Passage:
+--

Sat, August 31, 2:00 to 3:30pm, Hilton, Tenleytown East

Abstract

The 2016 U.S. elections witnessed an outrageously appalling and widespread disturbance in US history: foreign interference in an election via data-driven digital platforms. Facebook, Twitter, and Google found thousands of paid ads by Kremlin-linked Russian operatives designed to sow division within the public by targeting specific segments of US voters with divisive issues (Congressional Hearings, November, 2017). Congressional studies commissioned by the Senate Intelligence Committee (DiResta et al., Howard et al., December 2018) revealed extensive, widespread Russian disinformation campaigns on social media platforms including Facebook/Instagram and Twitter, reaching tens of millions of the US voting age population. A study (Kim et al., 2018) discovered that “suspicious” groups that did not have any public footprints ran divisive issue campaigns targeting battleground states including Pennsylvania and Wisconsin. Many of them later turned out to be Kremlin-linked Russian groups. Many of them later turned out to be Kremlin-linked Russian groups, implying that more foreign groups might have operated but been unidentified or untraceable. The list of foreign groups identified by intelligence community’s investigations keeps growing ever since its first revelation.

Despite its normative implications, however, little empirical research has been conducted to systematically assess the impact foreign interference had on elections. This is partly due to the limited availability of empirical data in estimating the effects of digital foreign inference, but also to the lack of appropriate conceptual and methodological approaches. The proposed study strives to overcome such limitations by multi-methods approaches and ultimately attempts to estimate the effects of digital foreign inference.

+--

Data supplied:
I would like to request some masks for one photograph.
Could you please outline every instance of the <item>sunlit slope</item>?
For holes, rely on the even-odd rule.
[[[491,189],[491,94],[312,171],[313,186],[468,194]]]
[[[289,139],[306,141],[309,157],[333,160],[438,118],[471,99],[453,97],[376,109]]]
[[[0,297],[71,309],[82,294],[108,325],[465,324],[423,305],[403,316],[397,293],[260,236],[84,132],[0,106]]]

+--

Tasks:
1. In the abstract on foreign interference in the 2016 U.S. elections, which battleground states did the "suspicious" groups target with divisive issue campaigns?
2. Go on with the abstract about foreign interference in the 2016 U.S. elections, picking up after its final sentence.

Outputs for the tasks:
1. Pennsylvania and Wisconsin.

2.
To this end, we will utilize multiple data sets: the “population data” of paid ads run by the Internet Research Agency, a Kremlin-linked Russian operation (over 3,500 unique ad with impression and engagement indicators) and the surveys of the users exposed to such Russian ads including four-wave panel data. The surveys of the users (n=~11,000 for the baseline survey; n=1,200 for the following waves) exposed to ads were collected by our own research team with a user-based, real-time ad tracking tool.
We will first use the “population data” of paid ads on Facebook provided by the House Permanent Select Committee on Intelligence (HPSCI) to assess targeting algorithms features (e.g., targeting keywords, descriptions of behavioral targeting) and then predict full user-level information by matrix completion methods (e.g., random forest) by utilizing our survey data.

A preliminary analysis on the matrix completion has been completed. Unlike tech platforms’ claims, the results indicated that even though they might have not widely utilized tech platforms’ geographic targeting features, Russians indeed targeted battleground states including Pennsylvania and Wisconsin, where Trump won with razor thin vote margins in the 2016 presidential election. The processes by which digital foreign interference may have affected election outcomes will be discussed.